[PASSAGE FOR REVIEW]:
--------------------------------
Scientists have detailed discoveries in a series of medieval churches, including at Banganarti, located in what is now central Sudan along the Nile River. The site was once part of Makuria, a Christian kingdom ruled by a dynasty of kings throughout the Middle Ages. Shown here, a 3-D reconstruction of the lower church at Banganarti, built about 1,300 years ago. Three centuries later the upper church would be built on top of it.
A sketch showing what the lower church would have looked like.
Pottery stamps, marked with monograms dedicated to the archangel Raphael, indicate that he was also the patron of the lower church.
In addition to the monograms of Raphael, a prayer to the archangel, written by a King Zacharias, was found inscribed in the ruins near Banganarti.
This depiction of the Harrowing of Hell, drawn in the ninth century, is considered to be the "masterpiece" of the lower church artwork. It depicts Jesus entering the underworld so that he can trample Hades and rescue the first born. The figures below, in torment, are known as the "common dead."
The common dead are shown in agony in this medieval artwork. The emotion they display, and the fact that they, along with the first born, are naked, suggest that this painting may have had a European artist.
--------------------------------
[RECORDS PROVIDED]:
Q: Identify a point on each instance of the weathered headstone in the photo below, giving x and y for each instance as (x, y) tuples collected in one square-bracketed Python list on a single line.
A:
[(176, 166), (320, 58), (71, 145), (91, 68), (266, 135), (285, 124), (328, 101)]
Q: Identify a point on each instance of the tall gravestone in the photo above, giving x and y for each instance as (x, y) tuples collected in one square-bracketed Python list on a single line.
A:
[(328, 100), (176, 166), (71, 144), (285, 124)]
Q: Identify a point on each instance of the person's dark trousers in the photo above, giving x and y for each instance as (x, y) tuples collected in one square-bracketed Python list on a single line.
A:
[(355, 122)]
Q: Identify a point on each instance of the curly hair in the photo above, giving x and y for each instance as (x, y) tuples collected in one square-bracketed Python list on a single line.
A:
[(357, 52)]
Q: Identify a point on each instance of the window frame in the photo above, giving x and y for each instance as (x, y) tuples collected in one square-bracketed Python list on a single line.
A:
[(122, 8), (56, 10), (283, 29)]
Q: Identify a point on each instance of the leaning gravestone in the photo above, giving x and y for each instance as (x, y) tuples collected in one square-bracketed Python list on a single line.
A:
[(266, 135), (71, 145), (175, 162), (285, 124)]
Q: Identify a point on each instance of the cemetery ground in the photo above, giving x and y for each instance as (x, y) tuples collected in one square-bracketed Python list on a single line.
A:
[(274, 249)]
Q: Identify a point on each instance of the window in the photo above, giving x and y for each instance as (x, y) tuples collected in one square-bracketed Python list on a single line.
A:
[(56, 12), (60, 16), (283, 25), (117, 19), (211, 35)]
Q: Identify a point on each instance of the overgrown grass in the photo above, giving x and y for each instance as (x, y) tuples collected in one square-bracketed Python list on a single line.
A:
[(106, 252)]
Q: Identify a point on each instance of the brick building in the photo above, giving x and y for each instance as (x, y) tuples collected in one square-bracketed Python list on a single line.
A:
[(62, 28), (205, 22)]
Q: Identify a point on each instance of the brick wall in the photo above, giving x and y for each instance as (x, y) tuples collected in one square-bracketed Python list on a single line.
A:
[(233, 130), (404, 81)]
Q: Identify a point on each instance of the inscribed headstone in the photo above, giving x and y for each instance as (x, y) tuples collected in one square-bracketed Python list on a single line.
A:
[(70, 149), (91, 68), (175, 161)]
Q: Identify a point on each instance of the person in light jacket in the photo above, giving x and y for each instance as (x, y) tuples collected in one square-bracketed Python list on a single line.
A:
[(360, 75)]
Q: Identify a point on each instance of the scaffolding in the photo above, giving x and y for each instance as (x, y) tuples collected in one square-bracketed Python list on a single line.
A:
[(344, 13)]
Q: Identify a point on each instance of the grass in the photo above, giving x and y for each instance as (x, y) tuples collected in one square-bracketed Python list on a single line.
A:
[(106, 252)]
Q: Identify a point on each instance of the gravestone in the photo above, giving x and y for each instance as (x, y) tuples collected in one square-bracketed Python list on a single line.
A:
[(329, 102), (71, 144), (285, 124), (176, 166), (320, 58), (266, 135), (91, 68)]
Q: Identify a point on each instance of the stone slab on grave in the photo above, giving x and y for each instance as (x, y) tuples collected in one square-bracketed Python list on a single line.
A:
--------------------------------
[CHECK YOUR UNDERSTANDING]:
- 1) How would you translate this sentence from the Banganarti church text into Spanish: "Three centuries later the upper church would be built on top of it."
- 2) Which real-world geographic locations does the Banganarti church text name?
- 3) Continue the Banganarti church text from its last sentence.
The listing is separate material and has no connection to the Banganarti church text.

[RESPONSES]:
- 1) Tres siglos después, la iglesia superior se construiría encima de ella.

- 2) Banganarti, Sudan, the Nile River, Makuria

- 3)
Another image found in the lower church is that of the female demon Sideros, shown bound and naked, being trampled on by St. Abbakyros, a medical saint. In medieval mythology Sideros is said to prey on pregnant mothers and newborn children.
A drawing of an image found in the lower church that depicts St. Mercurius spearing the Roman emperor Julian "The Apostate" in A.D. 362. Mercurius had died a century before this event was said to have happened so it was presumably his ghost who did the deed.
Scholars are not certain what this drawing from the Lower Church depicts. It would have been created nearly 1,300 years ago when the church was first built.
Although badly damaged it can be made out that this image is of an unidentified saint.